- [Dataset excerpt]
===
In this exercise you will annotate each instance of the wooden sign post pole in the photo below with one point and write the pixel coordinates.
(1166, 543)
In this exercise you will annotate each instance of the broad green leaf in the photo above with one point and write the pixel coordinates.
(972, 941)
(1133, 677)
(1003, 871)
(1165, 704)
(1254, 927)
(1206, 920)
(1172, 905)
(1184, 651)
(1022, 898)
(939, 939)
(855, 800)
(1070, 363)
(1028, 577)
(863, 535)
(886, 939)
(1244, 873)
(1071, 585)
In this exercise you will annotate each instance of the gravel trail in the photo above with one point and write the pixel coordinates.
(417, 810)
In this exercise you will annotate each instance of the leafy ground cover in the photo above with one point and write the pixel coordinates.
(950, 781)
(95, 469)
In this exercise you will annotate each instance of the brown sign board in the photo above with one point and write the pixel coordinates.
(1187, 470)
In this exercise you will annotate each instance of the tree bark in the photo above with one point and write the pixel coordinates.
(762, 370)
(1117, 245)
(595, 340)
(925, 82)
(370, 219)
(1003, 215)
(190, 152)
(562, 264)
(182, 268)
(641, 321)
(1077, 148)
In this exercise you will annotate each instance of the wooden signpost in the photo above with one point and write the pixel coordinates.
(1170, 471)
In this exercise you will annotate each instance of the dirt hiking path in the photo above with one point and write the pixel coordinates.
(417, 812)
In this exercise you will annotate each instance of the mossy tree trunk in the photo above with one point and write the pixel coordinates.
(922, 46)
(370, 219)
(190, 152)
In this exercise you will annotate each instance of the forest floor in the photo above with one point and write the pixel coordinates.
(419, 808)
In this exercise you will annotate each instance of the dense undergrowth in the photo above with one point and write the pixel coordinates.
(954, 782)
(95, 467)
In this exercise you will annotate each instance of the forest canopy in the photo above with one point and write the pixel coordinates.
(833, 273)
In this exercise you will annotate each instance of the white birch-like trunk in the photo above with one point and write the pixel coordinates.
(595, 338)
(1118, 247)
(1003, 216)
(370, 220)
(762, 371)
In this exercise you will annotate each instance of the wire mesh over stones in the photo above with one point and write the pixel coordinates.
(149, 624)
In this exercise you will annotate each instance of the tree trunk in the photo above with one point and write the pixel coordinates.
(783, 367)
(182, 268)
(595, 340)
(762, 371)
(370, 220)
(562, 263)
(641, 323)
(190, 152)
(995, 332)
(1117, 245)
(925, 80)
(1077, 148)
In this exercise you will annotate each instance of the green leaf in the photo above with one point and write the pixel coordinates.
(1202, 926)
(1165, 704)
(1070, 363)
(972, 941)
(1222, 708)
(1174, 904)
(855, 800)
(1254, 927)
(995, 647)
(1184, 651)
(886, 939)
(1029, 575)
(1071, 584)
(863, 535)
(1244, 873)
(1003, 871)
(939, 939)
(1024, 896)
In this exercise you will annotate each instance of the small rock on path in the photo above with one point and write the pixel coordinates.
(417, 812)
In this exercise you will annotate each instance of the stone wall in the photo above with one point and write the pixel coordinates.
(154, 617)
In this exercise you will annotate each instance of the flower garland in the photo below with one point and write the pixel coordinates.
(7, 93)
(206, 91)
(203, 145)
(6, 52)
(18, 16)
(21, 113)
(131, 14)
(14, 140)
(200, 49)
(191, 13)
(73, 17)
===
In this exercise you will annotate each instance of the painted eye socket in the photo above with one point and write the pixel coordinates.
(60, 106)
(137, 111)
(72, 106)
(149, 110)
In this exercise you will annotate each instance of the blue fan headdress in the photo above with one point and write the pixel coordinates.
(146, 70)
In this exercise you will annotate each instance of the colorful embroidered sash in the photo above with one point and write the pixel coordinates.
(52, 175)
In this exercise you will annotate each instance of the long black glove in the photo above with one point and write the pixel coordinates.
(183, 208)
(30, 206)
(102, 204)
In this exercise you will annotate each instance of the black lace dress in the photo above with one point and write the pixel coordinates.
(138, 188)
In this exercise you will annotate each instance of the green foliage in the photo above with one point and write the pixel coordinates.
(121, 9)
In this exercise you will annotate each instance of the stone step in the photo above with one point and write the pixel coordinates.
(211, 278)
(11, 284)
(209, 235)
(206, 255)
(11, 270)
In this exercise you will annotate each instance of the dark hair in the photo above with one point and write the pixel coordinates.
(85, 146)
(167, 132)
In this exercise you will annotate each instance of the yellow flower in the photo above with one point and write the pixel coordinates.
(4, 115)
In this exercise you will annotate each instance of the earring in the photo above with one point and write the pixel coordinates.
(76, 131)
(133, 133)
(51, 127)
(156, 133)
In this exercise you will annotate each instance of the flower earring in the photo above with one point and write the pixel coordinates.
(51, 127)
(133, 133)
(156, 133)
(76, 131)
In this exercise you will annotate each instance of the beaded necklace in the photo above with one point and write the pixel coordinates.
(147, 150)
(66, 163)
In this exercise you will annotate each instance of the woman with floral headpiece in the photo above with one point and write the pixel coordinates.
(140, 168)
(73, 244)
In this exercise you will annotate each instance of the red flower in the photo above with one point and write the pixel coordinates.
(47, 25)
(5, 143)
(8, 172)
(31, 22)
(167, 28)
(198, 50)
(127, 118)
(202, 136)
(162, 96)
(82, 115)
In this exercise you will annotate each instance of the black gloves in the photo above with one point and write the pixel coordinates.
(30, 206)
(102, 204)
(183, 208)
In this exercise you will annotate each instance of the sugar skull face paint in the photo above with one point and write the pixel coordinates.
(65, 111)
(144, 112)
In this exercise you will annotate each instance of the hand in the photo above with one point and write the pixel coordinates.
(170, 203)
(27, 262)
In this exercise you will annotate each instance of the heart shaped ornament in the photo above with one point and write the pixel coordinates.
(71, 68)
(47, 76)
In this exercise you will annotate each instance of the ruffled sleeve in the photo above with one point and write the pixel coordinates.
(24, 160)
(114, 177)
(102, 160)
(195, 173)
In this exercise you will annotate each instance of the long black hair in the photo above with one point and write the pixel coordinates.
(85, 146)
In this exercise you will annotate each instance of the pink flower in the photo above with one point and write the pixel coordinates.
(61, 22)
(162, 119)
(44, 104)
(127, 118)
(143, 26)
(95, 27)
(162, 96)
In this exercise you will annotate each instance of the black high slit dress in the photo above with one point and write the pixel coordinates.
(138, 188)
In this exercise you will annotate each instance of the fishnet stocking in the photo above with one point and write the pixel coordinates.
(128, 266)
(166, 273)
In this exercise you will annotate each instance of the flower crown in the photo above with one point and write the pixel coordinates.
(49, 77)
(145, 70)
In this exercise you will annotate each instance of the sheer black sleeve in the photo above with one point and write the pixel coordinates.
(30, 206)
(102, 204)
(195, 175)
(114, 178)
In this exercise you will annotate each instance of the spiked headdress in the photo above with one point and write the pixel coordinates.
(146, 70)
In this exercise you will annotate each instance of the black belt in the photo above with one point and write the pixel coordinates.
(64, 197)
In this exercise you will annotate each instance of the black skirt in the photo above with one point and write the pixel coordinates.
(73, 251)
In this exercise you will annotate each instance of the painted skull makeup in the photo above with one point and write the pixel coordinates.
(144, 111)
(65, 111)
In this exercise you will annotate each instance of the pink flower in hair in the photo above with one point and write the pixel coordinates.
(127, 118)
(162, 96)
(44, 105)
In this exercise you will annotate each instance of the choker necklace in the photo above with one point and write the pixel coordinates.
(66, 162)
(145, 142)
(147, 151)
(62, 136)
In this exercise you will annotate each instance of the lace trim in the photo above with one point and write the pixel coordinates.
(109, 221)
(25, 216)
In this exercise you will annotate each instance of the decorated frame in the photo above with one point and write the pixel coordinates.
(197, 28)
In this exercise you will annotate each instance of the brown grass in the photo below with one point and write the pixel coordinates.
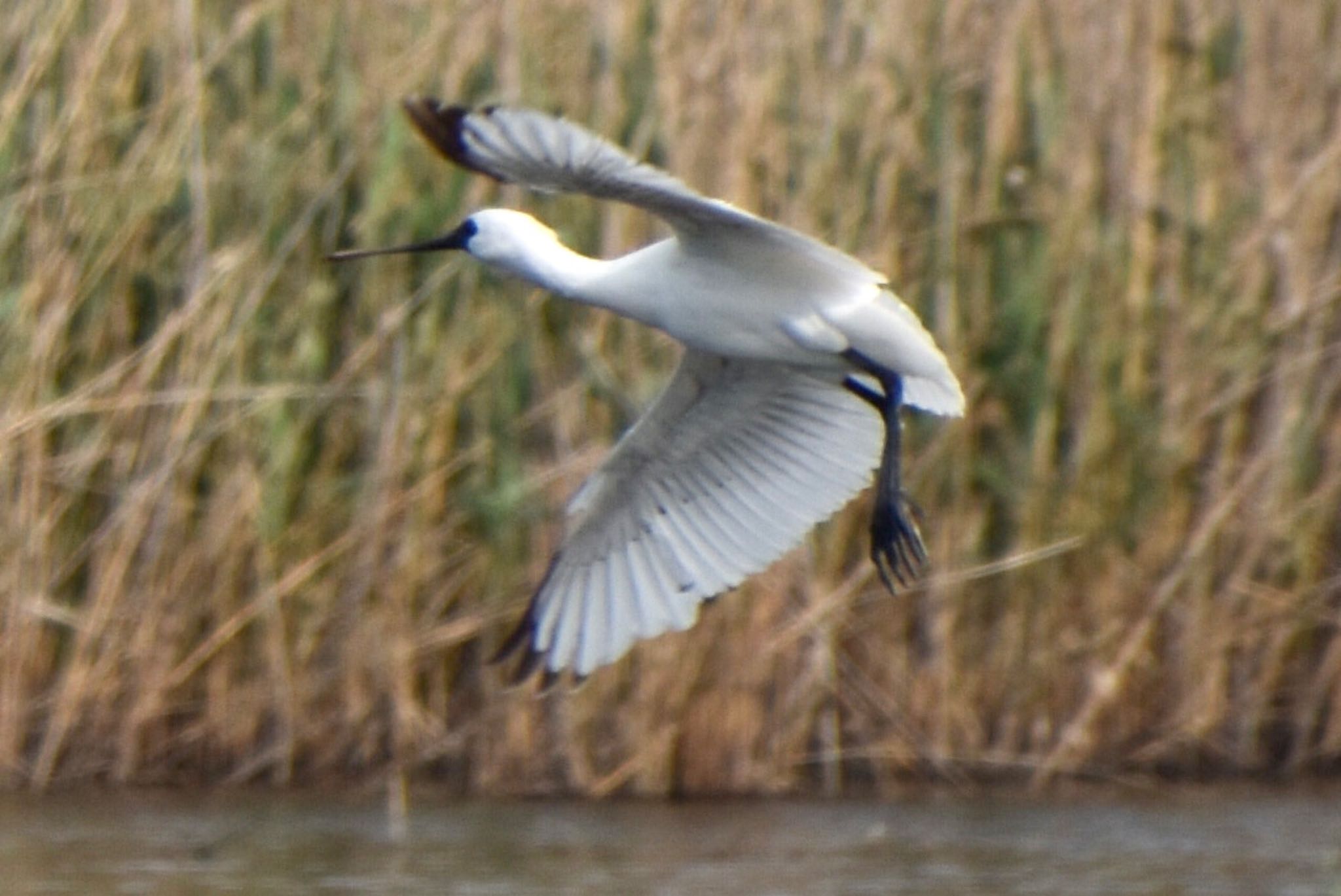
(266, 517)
===
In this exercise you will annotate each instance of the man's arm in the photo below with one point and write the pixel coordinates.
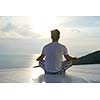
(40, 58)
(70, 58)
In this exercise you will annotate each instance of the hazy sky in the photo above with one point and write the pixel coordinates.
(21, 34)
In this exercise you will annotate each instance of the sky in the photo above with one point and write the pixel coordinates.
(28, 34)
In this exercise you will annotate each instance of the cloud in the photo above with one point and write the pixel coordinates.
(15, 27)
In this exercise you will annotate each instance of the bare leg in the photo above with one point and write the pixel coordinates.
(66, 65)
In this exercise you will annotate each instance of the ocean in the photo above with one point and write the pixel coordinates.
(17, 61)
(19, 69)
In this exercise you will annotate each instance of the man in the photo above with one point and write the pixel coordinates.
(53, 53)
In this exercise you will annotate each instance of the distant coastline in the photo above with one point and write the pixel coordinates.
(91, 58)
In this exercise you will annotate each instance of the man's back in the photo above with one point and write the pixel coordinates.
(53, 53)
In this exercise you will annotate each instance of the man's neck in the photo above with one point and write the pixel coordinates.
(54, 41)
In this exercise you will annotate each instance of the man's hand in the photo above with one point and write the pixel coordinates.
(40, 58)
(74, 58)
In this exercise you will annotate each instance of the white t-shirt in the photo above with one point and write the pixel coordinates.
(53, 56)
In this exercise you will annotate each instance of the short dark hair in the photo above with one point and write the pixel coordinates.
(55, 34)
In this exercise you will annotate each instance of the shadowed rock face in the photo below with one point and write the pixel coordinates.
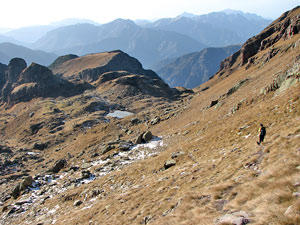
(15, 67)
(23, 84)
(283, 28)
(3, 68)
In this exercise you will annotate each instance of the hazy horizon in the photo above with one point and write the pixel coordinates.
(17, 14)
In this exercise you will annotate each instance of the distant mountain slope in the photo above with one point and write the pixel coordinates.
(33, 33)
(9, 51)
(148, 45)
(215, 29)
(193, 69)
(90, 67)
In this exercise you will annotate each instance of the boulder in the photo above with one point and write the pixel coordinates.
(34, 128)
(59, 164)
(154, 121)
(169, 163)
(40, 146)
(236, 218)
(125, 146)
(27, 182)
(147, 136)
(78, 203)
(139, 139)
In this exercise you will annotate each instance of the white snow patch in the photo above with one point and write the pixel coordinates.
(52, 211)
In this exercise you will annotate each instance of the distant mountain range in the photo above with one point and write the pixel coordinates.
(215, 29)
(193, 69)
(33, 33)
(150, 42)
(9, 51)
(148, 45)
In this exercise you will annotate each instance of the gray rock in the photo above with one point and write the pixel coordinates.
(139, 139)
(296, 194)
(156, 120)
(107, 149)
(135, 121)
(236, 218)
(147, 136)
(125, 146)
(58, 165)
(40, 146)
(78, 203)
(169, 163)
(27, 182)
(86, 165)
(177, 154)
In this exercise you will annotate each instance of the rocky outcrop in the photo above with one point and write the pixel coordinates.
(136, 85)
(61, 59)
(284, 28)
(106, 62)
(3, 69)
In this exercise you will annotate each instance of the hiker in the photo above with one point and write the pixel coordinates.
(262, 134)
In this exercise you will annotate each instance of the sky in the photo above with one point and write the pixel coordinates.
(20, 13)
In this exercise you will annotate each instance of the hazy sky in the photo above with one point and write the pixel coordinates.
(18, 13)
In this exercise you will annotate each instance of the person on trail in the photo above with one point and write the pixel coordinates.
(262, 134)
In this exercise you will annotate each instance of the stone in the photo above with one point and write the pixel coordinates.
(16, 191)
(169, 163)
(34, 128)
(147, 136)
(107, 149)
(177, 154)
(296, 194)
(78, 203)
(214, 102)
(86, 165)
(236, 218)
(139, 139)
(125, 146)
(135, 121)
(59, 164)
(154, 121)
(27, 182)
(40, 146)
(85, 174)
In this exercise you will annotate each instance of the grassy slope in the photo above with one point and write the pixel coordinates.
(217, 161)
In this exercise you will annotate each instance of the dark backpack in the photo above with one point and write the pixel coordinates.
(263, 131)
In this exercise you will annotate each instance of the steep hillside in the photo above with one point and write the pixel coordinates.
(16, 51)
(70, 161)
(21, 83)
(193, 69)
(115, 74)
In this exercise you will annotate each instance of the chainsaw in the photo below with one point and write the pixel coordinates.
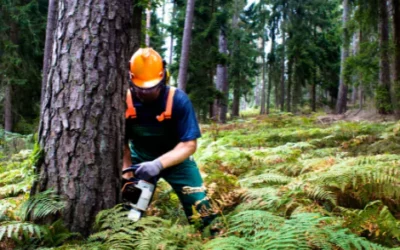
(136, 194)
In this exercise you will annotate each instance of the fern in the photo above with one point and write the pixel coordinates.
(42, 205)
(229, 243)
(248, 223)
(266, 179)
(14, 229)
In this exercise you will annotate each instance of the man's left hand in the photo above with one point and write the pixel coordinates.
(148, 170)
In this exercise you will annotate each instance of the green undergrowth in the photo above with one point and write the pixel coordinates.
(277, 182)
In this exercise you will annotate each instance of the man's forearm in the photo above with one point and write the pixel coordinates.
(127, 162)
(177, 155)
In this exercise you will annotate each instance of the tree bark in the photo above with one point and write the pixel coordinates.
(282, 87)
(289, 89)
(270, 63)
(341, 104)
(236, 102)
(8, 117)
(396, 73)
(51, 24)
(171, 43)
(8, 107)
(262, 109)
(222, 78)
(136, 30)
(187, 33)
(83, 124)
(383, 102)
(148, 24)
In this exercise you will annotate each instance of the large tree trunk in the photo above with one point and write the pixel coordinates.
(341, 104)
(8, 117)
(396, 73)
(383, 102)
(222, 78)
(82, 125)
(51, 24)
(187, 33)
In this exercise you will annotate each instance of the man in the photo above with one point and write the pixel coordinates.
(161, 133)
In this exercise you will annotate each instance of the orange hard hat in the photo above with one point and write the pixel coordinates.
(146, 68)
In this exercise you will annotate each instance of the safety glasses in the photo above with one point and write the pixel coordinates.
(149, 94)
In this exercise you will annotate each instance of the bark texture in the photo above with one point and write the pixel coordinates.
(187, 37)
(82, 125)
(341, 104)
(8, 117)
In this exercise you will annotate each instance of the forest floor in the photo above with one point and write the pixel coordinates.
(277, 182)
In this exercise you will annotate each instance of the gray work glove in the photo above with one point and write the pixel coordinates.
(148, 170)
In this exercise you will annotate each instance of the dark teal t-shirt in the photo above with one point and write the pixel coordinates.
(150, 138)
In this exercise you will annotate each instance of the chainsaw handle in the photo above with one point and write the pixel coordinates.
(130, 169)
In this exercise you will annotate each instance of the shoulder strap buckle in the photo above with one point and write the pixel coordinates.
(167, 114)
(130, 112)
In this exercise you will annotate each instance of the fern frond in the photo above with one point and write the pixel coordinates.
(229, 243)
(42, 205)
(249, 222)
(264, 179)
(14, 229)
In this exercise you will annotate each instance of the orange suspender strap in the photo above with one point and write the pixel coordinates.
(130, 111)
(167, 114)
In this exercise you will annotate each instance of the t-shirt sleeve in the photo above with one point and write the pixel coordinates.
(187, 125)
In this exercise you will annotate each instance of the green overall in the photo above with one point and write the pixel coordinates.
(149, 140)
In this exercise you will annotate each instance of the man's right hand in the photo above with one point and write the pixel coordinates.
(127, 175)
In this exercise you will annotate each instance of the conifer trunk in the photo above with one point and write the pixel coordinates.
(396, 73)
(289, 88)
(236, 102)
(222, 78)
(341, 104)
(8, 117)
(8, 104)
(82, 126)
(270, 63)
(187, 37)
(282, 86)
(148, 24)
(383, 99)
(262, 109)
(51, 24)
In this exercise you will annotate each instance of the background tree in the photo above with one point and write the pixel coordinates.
===
- [Requirement]
Reproduce word for word the lines of the dataset excerpt from the line with "wooden sign post" up to and including the line with "(1166, 543)".

- [Solution]
In this exercise you will annotate each instance of the wooden sign post pole in the photo below with one point and write the pixel coordinates.
(1166, 543)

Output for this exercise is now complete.